Using the text about the Incredibles 2 soundtrack, rewrite the paragraph that opens "Incredibles 2 (Original Motion Picture Soundtrack) is the soundtrack album" as a short bulleted list that keeps its main facts.

++++ SELECTION

Incredibles 2 (Original Motion Picture Soundtrack) is the soundtrack album to the 2018 film Incredibles 2, the sequel to Pixar's The Incredibles (2004). The film is directed by Brad Bird and featured musical score composed by Michael Giacchino, who also worked on the predecessor. The recording of the score began during mid-2017 and continued till May 2018, at the Sony Scoring Stage in California. The soundtrack album was released digitally, alongside the film, on June 15, by Walt Disney Records and in CDs on June 29. The soundtrack featured Giacchino's scores as well as vocalised theme songs for Mr. Incredible, Frozone, and Elastigirl featured in the credits. The digital release also featured bonus versions of the theme songs sung by Disney's a cappella group, DCappella, and their version of the track "The Glory Days" from the predecessor.

Background 
In October 2015, Bird confirmed that his regular collaborator Michael Giacchino would return to score music for the sequel. By May 2017, Giacchino began working on the film score. However, in an interview to Collider, two months later, Giacchino said that he actually had not begun writing the score, but described the score as "it'll feel like the same universe but we'll go a couple new places here and there and I think you'll be happy. It's an incredibly fun, fun, fun follow up. So I'm looking forward to seeing what comes out of it all." The scoring process delayed due to Giacchino's commitments with Spider-Man: Homecoming, War of the Planet of the Apes and Coco. In February 2018, work on the film's music began, with scoring held at Sony Scoring Stage in California. Giacchino shared few snippets from the recording sessions. Bird described on Giacchino's work as "he (Giacchino) brings a unique perspective to it and I almost think of him like another character or another actor on the film because he’s interpreting the story and he has a very good storytelling sense, so his music always has a storytelling aspect." Giacchino's brother Mick, worked on the film's additional music, and his wife Grace, also co-wrote few themes. In April 2018, Preston Elliot and Nick McIlwain of the Preston & Steve band had performed a new theme song "Elastigirl Is Back", released alongside the film's soundtrack on June 15, 2018.

++++++++
++++ DATASET EXTRACT

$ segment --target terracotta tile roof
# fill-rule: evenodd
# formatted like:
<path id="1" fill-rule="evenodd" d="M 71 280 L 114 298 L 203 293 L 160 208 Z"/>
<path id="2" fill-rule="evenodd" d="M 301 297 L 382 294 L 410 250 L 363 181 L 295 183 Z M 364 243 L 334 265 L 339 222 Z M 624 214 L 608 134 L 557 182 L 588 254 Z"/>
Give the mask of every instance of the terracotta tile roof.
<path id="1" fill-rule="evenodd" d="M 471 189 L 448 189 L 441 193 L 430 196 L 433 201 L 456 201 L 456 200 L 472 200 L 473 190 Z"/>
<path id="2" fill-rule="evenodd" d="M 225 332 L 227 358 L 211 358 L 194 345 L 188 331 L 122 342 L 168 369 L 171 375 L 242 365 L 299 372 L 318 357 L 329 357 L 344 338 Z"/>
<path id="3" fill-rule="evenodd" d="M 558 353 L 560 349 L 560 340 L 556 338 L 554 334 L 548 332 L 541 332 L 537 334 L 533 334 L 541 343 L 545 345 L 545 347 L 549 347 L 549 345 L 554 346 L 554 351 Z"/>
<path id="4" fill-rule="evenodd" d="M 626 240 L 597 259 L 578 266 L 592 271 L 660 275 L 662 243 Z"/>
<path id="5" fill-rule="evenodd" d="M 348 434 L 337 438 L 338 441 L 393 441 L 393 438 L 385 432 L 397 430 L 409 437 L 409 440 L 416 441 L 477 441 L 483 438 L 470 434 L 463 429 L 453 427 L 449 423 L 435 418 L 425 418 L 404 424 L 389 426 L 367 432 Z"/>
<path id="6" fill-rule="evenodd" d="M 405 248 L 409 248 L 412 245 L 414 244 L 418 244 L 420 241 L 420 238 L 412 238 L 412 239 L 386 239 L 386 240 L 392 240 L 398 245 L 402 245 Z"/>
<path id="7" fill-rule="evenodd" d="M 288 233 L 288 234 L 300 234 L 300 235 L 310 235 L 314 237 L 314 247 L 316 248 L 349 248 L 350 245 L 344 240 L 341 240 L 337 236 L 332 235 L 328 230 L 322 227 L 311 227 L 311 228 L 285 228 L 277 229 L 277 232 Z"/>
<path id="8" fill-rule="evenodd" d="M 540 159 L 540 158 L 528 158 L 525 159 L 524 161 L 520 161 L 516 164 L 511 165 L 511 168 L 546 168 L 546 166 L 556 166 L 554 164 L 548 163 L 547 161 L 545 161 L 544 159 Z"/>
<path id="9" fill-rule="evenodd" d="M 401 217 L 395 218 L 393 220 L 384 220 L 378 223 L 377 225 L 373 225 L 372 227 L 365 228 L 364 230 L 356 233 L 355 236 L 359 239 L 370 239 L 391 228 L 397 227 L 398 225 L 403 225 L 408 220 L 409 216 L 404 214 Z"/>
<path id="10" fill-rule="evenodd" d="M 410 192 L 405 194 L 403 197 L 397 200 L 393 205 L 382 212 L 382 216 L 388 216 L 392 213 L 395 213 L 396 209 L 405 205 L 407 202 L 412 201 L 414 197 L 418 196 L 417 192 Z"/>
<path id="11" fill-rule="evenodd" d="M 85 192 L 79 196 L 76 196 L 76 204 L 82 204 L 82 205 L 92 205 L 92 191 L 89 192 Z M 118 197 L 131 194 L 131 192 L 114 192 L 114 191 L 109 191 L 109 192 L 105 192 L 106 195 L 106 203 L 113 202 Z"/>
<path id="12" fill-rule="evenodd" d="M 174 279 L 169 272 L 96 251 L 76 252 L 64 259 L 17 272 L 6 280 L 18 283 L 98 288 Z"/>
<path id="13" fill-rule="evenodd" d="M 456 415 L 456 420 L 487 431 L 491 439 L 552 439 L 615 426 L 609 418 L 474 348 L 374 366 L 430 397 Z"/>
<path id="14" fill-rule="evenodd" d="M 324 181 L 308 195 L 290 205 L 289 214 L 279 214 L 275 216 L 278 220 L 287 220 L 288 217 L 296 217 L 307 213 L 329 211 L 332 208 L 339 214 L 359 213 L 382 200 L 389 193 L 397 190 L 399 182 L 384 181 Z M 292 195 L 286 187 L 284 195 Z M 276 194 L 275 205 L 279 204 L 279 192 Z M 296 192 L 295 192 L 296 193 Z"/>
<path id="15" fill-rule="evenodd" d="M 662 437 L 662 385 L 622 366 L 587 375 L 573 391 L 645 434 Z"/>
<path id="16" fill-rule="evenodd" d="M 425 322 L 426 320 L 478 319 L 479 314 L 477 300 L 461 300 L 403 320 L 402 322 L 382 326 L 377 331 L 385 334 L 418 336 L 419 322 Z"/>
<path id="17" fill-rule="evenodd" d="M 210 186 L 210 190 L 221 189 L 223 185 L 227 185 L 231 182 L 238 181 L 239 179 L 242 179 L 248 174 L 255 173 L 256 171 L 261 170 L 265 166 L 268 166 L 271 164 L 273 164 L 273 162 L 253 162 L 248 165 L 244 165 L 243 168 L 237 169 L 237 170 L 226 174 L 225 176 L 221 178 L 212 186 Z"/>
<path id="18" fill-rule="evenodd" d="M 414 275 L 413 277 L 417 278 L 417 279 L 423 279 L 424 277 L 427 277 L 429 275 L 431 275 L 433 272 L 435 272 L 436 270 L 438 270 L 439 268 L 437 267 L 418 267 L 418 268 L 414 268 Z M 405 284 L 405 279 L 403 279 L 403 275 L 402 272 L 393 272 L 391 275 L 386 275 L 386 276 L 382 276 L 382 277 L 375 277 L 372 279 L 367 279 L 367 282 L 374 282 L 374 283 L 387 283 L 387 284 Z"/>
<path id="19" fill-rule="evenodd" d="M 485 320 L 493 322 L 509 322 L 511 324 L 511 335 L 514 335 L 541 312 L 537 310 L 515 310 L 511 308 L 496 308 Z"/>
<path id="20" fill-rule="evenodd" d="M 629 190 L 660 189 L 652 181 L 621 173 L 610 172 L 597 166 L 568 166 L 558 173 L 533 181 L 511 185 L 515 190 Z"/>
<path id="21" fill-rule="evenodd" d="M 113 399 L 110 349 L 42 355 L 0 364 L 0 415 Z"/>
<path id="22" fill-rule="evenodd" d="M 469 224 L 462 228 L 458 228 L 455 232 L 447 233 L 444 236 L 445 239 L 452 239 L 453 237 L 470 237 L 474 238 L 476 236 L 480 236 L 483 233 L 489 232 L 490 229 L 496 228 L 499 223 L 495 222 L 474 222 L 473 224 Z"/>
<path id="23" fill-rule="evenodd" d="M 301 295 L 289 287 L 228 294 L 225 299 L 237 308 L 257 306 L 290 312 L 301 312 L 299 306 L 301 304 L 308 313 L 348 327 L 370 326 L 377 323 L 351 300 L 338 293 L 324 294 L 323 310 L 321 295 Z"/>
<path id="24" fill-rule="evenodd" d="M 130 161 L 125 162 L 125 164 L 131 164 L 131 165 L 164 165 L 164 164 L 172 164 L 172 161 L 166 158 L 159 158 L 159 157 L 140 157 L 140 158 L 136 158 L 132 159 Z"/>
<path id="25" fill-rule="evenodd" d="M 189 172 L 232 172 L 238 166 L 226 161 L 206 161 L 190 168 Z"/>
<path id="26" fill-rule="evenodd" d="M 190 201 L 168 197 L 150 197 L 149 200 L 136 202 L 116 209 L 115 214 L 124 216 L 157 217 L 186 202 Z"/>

++++++++
++++ DATASET EXTRACT

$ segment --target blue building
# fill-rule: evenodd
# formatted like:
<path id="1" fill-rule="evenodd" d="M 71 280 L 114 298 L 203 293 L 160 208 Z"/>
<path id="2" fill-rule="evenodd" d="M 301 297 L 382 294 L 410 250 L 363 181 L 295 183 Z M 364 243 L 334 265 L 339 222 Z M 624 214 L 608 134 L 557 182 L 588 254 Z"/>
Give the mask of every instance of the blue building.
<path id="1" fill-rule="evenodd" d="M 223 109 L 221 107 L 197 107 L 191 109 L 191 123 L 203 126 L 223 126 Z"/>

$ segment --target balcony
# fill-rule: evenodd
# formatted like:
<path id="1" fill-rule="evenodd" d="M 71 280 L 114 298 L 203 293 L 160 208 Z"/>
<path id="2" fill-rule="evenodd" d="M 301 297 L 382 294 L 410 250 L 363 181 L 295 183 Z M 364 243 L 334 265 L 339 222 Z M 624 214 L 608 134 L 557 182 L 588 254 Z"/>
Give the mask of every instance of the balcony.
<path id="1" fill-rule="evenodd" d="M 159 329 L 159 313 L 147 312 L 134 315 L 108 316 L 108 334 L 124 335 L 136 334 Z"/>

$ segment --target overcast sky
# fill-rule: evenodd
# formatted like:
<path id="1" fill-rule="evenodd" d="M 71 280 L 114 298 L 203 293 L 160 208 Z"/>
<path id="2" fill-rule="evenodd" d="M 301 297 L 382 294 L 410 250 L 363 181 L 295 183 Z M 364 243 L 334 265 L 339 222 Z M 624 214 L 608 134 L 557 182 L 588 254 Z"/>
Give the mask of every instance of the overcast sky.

++++++++

§ RESPONSE TO THE TASK:
- Soundtrack album for the 2018 film Incredibles 2, the sequel to Pixar's The Incredibles (2004)
- Film directed by Brad Bird, with a score by Michael Giacchino, who also scored the first film
- Score recorded at the Sony Scoring Stage in California from mid-2017 to May 2018
- Released digitally by Walt Disney Records on June 15, alongside the film, and on CD on June 29
- Includes Giacchino's score plus vocal theme songs for Mr. Incredible, Frozone, and Elastigirl, heard in the credits
- Digital release adds bonus versions of the theme songs by Disney's a cappella group DCappella, plus their version of "The Glory Days" from the first film